MATERIAL TO PROCESS.
──────────
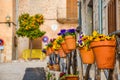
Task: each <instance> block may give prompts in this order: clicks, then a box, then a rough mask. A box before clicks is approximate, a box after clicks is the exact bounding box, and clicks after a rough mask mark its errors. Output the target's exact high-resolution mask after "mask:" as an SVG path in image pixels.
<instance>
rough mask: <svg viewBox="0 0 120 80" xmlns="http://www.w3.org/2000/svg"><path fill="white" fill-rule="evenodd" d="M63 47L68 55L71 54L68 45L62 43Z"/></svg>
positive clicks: (64, 49)
mask: <svg viewBox="0 0 120 80" xmlns="http://www.w3.org/2000/svg"><path fill="white" fill-rule="evenodd" d="M61 46H62V49H63V51H64V52H65V53H66V54H67V53H69V52H70V50H68V47H67V45H66V43H65V42H62V43H61Z"/></svg>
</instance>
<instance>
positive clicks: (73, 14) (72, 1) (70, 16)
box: [67, 0, 78, 19]
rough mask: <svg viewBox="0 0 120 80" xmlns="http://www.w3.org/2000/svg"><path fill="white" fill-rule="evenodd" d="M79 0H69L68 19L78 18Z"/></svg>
mask: <svg viewBox="0 0 120 80" xmlns="http://www.w3.org/2000/svg"><path fill="white" fill-rule="evenodd" d="M77 8H78V4H77V0H67V19H78V9H77Z"/></svg>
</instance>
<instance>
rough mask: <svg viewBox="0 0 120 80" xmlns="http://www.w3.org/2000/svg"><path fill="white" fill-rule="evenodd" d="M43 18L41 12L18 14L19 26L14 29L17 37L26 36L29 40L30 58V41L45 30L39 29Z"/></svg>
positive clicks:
──────────
TASK OBJECTIVE. From the first line to the last, set down the records word for word and drop the images.

RESULT FOR THIS TASK.
Task: each <instance> block may give prompts in this order: clicks, then a box, then a rough mask. A box before clicks is approximate, a box after clicks is the exact bounding box, and clicks after a rough mask mark its errors. Output the target's exact high-resolution mask after "mask:" as an SVG path in image pixels.
<instance>
rough mask: <svg viewBox="0 0 120 80" xmlns="http://www.w3.org/2000/svg"><path fill="white" fill-rule="evenodd" d="M63 47L68 55L71 54L68 45L62 43Z"/></svg>
positive clicks: (64, 49)
mask: <svg viewBox="0 0 120 80" xmlns="http://www.w3.org/2000/svg"><path fill="white" fill-rule="evenodd" d="M61 46H62V49H63V51H64V52H65V53H66V54H67V53H69V52H70V50H68V47H67V45H66V43H65V42H62V43H61Z"/></svg>
</instance>
<instance>
positive clicks: (73, 14) (72, 1) (70, 16)
box: [67, 0, 78, 19]
rough mask: <svg viewBox="0 0 120 80" xmlns="http://www.w3.org/2000/svg"><path fill="white" fill-rule="evenodd" d="M79 0H69L68 19L78 18Z"/></svg>
mask: <svg viewBox="0 0 120 80" xmlns="http://www.w3.org/2000/svg"><path fill="white" fill-rule="evenodd" d="M77 8H78V4H77V0H67V19H78V9H77Z"/></svg>
</instance>
<instance>
rough mask: <svg viewBox="0 0 120 80" xmlns="http://www.w3.org/2000/svg"><path fill="white" fill-rule="evenodd" d="M43 18L41 12L18 14L19 26L14 29L17 37L26 36L29 40L30 58V41L45 30L39 29Z"/></svg>
positive clicks:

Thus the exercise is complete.